• The request
Rewrite only the part of the listing below that opens with the line containing "Pretty please, detect the black vinyl" and closes with the line containing "[32,479,813,792]", replacing "steering wheel" with "dashboard" and leaving everything else unchanged.
<<<<
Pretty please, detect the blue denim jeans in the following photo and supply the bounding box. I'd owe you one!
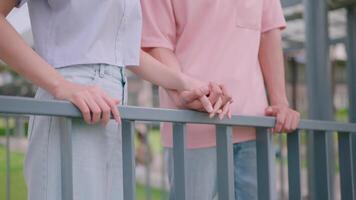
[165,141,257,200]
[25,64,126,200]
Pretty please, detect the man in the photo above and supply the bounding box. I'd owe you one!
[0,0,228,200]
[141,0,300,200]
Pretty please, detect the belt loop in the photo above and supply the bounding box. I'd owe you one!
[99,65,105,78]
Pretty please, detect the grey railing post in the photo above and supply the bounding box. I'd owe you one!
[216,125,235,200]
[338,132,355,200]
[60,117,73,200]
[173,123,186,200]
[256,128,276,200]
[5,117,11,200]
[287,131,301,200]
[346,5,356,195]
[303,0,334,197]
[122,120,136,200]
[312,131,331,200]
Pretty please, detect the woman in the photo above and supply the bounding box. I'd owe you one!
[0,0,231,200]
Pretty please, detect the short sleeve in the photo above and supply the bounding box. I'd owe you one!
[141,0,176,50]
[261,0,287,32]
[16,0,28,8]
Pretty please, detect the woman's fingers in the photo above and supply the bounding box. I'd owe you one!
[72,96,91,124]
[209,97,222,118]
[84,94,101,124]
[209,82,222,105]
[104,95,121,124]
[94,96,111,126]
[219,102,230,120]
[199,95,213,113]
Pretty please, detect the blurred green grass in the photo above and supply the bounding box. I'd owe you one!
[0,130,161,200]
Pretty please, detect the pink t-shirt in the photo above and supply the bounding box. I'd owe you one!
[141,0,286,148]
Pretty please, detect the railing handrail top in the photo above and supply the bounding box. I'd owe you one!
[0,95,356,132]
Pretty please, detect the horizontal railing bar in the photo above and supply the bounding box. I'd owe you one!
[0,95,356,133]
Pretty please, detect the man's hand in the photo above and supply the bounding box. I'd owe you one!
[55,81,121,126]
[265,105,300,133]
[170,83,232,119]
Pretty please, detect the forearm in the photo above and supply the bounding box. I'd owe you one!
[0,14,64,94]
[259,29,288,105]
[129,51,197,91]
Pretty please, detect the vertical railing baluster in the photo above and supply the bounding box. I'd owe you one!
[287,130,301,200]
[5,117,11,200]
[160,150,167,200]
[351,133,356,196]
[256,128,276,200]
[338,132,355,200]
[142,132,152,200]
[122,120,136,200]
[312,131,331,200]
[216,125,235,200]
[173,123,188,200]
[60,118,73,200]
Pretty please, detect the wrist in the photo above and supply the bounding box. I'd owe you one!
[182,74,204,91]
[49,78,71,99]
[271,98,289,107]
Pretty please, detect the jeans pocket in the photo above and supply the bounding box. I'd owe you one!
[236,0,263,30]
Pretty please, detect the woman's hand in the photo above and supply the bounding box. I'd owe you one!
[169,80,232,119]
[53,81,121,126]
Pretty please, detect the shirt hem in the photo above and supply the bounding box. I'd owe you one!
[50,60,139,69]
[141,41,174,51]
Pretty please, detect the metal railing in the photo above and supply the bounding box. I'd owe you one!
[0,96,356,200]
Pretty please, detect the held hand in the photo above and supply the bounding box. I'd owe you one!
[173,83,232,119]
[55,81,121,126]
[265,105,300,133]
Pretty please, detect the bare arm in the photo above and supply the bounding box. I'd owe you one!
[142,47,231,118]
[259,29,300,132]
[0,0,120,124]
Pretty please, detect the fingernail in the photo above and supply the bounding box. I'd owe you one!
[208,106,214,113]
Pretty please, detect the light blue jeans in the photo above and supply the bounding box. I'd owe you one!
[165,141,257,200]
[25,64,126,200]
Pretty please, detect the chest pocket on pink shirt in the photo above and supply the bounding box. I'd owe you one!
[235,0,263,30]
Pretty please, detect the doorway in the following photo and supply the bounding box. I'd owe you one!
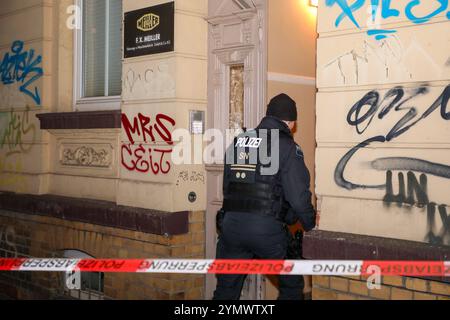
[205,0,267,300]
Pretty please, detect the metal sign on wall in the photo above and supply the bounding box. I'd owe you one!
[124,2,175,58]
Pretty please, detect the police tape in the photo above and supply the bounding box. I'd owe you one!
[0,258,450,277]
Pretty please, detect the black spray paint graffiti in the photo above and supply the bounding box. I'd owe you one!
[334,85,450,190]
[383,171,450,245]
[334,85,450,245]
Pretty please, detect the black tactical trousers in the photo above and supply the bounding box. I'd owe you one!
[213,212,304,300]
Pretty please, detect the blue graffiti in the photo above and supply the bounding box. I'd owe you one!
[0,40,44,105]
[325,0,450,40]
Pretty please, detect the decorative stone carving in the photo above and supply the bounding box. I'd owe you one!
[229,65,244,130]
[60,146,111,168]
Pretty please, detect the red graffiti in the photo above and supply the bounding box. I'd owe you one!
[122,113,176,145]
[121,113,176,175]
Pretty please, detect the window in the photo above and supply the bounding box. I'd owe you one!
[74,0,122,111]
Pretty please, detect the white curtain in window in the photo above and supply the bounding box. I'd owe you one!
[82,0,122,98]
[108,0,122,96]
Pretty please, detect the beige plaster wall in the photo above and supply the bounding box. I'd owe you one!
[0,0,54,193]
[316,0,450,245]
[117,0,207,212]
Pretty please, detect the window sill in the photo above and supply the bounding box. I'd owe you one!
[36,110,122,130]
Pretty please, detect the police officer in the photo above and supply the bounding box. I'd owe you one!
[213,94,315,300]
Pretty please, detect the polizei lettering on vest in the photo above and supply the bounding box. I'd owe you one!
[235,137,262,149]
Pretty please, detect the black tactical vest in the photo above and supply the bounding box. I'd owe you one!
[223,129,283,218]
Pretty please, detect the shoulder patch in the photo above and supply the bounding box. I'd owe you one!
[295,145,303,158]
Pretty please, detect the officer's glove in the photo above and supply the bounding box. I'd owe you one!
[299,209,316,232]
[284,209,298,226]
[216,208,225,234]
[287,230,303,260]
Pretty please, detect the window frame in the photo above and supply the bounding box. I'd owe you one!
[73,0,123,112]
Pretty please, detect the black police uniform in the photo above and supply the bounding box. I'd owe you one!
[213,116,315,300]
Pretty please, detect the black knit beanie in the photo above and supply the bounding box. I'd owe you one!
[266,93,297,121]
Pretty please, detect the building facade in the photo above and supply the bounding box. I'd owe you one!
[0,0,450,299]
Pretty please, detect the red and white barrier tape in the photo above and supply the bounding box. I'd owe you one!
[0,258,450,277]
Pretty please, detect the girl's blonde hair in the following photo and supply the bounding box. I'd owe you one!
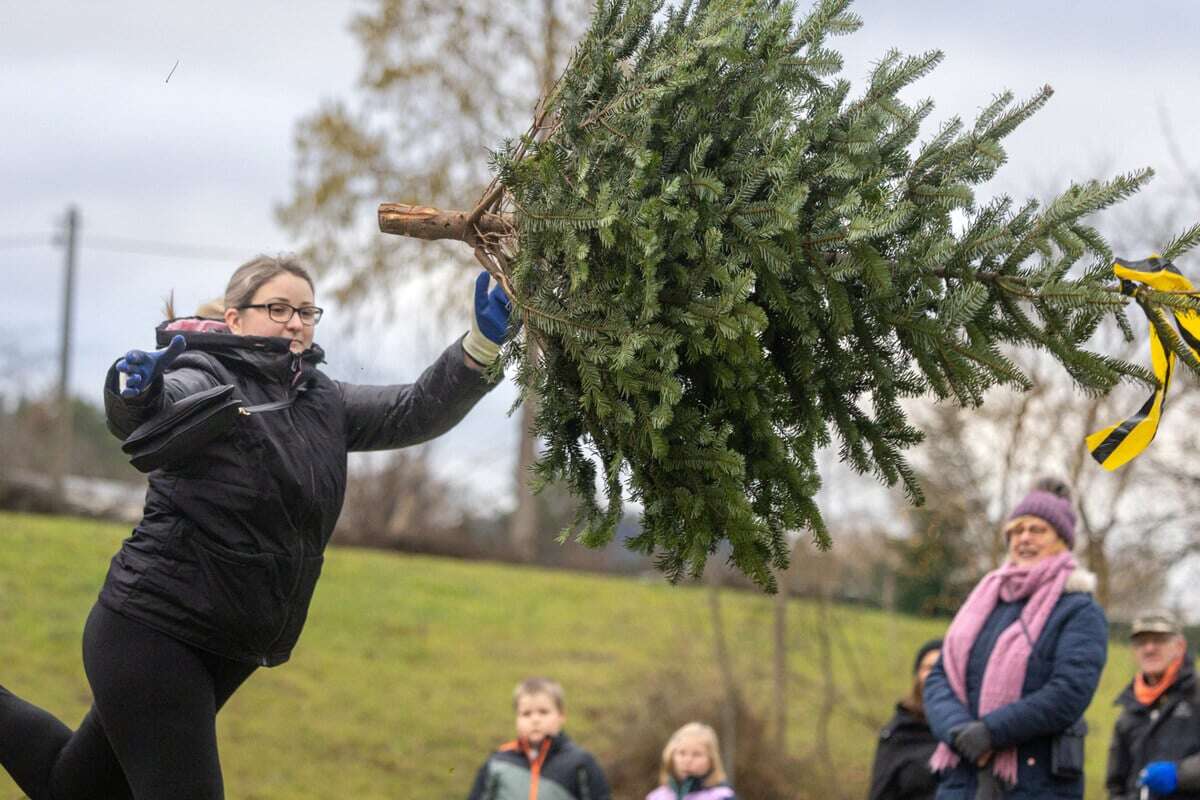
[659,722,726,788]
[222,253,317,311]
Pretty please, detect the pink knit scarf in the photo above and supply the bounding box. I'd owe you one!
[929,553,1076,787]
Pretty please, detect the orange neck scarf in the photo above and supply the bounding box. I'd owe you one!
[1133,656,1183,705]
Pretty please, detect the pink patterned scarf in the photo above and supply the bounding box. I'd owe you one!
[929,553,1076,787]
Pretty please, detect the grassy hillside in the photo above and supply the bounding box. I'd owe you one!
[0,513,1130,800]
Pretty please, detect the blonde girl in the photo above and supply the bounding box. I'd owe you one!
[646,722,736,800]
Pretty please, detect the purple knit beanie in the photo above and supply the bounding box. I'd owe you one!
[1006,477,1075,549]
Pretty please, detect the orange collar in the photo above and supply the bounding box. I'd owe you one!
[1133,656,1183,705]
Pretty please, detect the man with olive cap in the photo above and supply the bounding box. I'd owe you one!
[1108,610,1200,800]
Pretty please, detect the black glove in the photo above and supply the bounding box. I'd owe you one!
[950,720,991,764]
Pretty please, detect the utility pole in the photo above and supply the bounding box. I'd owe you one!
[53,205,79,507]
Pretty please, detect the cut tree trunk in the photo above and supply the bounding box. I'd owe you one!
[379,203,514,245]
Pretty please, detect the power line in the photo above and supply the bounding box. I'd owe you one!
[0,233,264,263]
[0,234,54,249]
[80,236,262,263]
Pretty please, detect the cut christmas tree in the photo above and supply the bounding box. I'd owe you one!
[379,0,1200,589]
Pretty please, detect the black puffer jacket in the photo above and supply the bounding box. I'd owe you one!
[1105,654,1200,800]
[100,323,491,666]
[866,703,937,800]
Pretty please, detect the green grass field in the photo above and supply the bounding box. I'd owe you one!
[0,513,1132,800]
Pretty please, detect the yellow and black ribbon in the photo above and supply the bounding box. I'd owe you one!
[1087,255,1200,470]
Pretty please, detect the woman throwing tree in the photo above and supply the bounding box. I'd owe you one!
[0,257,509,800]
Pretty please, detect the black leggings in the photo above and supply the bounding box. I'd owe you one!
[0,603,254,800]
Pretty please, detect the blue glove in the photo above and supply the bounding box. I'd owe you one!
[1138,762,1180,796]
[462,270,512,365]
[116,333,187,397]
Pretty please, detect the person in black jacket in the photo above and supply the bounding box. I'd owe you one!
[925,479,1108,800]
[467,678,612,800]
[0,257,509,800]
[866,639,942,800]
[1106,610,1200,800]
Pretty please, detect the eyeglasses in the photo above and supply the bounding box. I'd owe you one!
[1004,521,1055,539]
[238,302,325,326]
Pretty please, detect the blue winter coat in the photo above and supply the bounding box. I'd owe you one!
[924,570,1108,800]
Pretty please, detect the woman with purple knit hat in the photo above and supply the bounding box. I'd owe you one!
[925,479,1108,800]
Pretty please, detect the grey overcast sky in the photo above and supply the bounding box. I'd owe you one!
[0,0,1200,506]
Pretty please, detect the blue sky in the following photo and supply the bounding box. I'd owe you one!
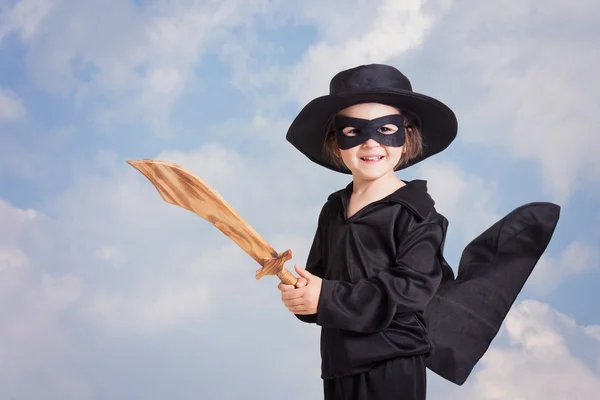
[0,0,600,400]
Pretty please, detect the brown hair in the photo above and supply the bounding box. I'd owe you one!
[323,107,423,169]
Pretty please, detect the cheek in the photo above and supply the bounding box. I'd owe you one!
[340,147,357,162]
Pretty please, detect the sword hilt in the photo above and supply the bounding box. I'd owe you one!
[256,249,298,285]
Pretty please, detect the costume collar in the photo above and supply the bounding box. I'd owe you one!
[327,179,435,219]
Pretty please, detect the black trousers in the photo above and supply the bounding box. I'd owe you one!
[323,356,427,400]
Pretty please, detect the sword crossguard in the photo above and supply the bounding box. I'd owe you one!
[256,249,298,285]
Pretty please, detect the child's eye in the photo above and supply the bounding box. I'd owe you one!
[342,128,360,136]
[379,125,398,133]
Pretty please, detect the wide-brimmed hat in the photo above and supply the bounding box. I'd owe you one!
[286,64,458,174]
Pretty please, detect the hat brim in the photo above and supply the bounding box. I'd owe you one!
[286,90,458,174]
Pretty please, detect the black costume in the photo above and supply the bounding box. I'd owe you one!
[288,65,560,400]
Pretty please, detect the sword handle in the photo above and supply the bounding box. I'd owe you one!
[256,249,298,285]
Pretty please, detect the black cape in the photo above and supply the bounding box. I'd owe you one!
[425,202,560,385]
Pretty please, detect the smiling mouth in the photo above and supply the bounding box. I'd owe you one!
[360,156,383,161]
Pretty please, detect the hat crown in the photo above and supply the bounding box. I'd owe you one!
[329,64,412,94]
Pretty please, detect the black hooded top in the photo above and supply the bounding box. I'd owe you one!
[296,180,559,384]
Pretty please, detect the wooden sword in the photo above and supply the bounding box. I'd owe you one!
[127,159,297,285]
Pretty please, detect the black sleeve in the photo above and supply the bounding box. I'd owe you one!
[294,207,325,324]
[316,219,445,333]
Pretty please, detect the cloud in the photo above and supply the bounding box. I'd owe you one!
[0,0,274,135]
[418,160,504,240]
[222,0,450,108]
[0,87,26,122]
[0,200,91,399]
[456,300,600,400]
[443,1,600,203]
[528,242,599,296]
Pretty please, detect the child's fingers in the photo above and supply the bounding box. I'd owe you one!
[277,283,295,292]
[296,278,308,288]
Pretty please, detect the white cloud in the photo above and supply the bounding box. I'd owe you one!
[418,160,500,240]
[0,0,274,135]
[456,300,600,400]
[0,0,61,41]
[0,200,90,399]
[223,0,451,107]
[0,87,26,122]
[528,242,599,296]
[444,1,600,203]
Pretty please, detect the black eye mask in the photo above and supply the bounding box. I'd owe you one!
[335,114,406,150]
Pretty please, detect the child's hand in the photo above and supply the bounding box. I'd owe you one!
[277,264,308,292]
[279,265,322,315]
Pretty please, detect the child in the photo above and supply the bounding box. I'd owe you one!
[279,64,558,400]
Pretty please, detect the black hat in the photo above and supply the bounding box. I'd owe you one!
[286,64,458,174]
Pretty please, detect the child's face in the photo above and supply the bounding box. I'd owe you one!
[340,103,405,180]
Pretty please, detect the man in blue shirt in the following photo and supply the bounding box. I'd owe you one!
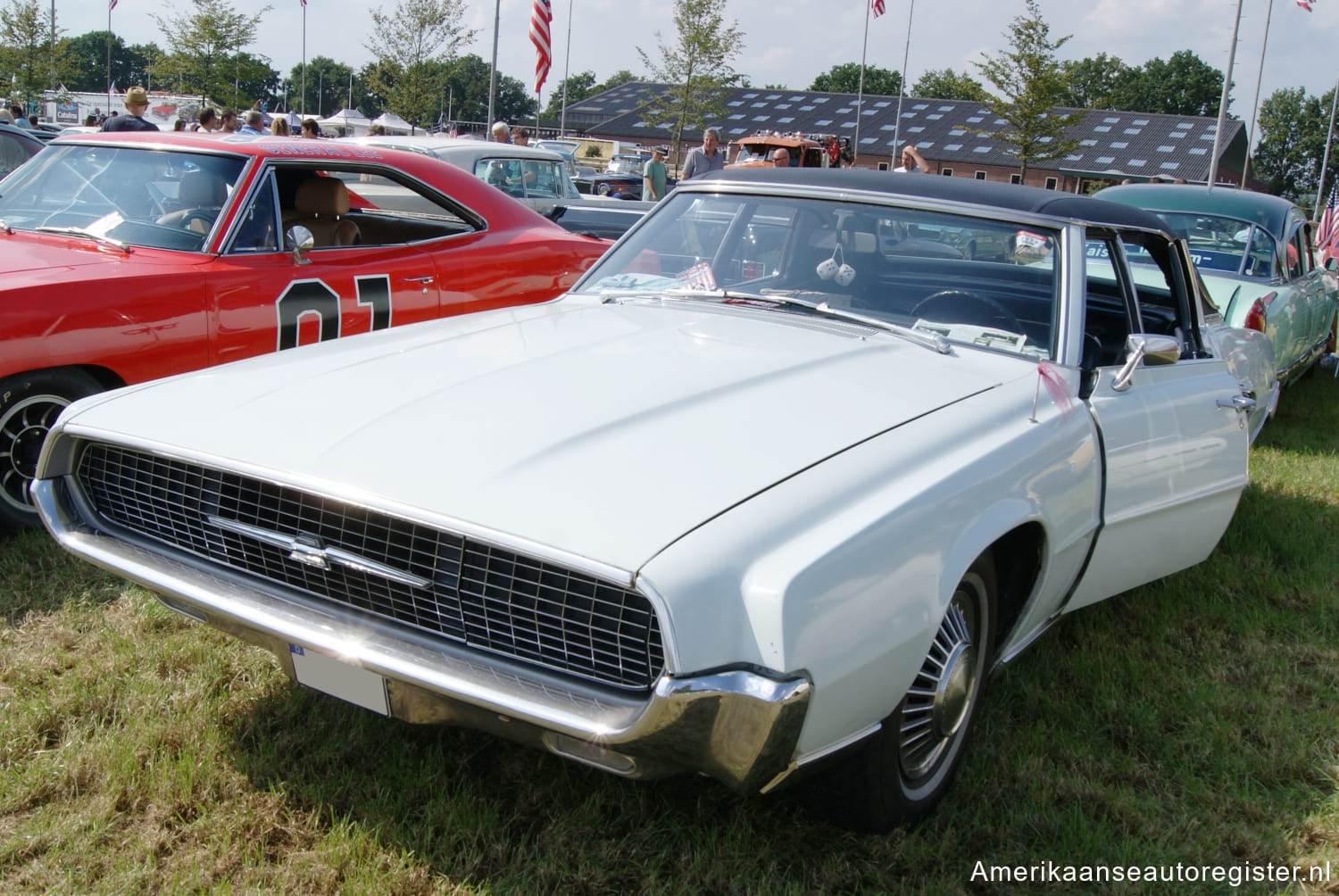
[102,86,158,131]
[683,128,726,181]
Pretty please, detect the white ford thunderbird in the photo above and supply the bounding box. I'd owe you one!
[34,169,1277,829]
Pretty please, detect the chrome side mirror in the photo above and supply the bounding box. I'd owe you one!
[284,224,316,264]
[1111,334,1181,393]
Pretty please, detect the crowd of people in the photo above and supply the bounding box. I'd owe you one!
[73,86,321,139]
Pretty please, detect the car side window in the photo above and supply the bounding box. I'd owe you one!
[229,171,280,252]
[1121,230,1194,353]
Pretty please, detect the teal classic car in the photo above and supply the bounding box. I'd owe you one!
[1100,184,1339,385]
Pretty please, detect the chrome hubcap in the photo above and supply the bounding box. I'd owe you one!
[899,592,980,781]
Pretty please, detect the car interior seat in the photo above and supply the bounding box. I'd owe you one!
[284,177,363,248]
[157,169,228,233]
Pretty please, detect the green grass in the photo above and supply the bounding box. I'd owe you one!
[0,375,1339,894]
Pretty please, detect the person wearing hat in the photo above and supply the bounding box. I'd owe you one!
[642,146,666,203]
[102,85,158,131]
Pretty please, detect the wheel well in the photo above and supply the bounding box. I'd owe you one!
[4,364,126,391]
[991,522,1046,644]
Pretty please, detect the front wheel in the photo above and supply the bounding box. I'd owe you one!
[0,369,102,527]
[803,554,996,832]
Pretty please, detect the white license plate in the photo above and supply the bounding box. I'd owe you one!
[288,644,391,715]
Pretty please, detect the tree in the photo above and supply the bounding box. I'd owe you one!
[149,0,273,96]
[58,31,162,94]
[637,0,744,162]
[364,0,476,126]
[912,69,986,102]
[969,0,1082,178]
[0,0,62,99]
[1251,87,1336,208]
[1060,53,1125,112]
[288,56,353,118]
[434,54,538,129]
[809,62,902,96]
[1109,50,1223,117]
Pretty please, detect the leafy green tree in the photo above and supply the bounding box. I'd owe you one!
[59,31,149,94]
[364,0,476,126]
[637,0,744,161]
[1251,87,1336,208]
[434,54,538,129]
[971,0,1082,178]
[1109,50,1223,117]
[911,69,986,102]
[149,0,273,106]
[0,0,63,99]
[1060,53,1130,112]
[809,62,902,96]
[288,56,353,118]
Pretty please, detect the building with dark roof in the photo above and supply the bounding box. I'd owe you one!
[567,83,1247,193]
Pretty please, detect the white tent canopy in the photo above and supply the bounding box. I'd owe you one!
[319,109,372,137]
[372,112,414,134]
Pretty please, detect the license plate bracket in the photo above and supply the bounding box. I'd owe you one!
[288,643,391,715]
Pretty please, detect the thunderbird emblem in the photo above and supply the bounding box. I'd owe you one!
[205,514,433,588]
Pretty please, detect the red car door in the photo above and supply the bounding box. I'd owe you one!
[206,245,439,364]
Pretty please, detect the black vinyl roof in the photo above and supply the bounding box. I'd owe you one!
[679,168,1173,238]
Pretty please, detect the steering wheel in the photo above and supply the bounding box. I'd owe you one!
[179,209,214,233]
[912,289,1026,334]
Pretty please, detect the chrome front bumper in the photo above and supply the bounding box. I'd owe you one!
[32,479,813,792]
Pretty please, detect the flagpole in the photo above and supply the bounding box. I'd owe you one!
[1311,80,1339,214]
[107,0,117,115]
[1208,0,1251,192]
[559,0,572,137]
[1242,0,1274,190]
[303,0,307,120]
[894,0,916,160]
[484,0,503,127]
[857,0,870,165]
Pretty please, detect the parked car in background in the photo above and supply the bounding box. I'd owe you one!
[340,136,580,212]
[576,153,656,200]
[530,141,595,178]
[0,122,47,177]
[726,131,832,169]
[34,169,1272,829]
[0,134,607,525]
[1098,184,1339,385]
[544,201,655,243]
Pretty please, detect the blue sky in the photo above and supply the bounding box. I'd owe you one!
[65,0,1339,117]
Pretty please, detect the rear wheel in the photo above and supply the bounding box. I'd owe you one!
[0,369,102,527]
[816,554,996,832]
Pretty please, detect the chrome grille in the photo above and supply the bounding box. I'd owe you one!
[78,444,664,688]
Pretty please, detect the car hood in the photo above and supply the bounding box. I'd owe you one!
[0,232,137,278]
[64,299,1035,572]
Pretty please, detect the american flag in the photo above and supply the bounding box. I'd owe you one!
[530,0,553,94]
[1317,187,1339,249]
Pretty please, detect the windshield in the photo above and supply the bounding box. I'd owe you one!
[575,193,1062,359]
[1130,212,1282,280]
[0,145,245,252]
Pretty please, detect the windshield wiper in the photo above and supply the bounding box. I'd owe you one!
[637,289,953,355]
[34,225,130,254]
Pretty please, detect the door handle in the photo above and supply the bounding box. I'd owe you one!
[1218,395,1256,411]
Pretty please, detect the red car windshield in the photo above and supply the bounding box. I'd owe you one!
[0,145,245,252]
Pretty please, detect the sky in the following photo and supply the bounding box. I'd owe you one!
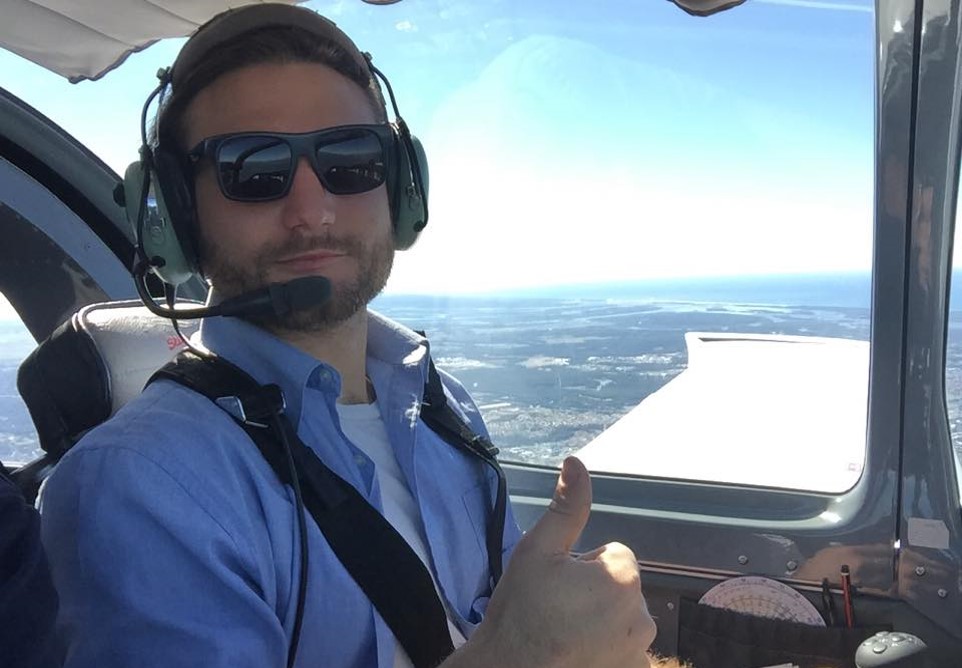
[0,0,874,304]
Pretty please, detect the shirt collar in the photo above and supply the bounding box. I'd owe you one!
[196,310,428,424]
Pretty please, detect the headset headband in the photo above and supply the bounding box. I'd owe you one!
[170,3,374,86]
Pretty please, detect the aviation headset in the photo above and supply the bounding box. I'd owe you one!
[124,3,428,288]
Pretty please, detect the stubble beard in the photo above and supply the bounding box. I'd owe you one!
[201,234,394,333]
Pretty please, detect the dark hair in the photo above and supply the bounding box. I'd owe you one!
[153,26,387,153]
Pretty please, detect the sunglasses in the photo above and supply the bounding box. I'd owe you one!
>>>>
• Completed task
Pretty please, detect the black vinyl roof in the photo above and supply the bounding box. I'd owe you one!
[679,168,1173,238]
Pretty please, detect the dashboard in the photo above and supply the bounding box. I'd owe you one!
[179,209,214,233]
[912,289,1026,334]
Pretty please, detect the chrome front bumper in the photo above and supply the bounding box. I'd owe you one!
[32,479,813,792]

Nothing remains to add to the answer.